[Natural language region descriptions]
== Segment start ==
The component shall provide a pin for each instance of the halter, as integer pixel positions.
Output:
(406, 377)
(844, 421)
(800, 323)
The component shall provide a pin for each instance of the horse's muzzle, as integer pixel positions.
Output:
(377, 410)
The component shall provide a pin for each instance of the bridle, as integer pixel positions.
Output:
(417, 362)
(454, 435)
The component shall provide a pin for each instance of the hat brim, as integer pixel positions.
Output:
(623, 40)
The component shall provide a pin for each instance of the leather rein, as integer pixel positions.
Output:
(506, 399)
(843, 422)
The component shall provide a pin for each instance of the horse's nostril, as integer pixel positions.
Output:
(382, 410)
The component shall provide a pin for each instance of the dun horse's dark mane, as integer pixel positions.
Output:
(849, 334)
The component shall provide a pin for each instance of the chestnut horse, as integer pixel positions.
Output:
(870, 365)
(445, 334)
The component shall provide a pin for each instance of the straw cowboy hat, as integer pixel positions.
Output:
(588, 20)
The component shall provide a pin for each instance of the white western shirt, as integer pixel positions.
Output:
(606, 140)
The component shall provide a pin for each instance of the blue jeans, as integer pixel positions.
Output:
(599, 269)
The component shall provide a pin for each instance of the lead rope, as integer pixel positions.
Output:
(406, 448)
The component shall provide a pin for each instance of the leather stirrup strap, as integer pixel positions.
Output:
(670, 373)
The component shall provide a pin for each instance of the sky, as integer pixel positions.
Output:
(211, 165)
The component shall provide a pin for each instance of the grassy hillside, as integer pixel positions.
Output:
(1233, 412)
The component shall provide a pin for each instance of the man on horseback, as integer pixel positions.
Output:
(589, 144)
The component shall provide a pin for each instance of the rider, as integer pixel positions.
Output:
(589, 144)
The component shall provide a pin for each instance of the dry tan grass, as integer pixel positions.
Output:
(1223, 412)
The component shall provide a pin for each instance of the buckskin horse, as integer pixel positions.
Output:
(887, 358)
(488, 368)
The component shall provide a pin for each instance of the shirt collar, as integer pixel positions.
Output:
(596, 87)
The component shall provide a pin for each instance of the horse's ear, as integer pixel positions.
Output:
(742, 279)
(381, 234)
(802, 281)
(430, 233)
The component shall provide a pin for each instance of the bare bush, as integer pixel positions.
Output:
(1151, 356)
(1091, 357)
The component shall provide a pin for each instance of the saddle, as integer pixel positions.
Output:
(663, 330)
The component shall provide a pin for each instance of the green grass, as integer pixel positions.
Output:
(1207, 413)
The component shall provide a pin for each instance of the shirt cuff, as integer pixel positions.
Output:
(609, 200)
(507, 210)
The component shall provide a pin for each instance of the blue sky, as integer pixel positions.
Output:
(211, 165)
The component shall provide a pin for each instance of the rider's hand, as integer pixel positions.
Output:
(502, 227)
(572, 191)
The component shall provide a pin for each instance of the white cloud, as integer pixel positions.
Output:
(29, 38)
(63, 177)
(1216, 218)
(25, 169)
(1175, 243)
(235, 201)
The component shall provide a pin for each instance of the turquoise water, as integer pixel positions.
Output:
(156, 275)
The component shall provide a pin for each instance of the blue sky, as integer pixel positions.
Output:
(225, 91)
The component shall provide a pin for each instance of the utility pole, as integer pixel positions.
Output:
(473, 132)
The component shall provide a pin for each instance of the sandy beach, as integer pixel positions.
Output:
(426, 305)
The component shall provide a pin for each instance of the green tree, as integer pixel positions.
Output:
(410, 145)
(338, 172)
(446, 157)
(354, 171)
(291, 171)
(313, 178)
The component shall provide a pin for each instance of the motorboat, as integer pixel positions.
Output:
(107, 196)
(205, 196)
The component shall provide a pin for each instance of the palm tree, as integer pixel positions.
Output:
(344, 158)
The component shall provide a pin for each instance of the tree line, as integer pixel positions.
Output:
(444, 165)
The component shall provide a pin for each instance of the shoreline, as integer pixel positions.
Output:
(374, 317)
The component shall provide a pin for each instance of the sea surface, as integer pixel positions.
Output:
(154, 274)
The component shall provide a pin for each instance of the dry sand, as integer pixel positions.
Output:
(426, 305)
== Segment end ==
Look through the records for the string "white". Copy every line that has it.

The component shall provide a pin for each instance of the white western shirt, as integer pixel positions.
The component shall provide a pin for each instance of the white cloud, as integer pixel positions.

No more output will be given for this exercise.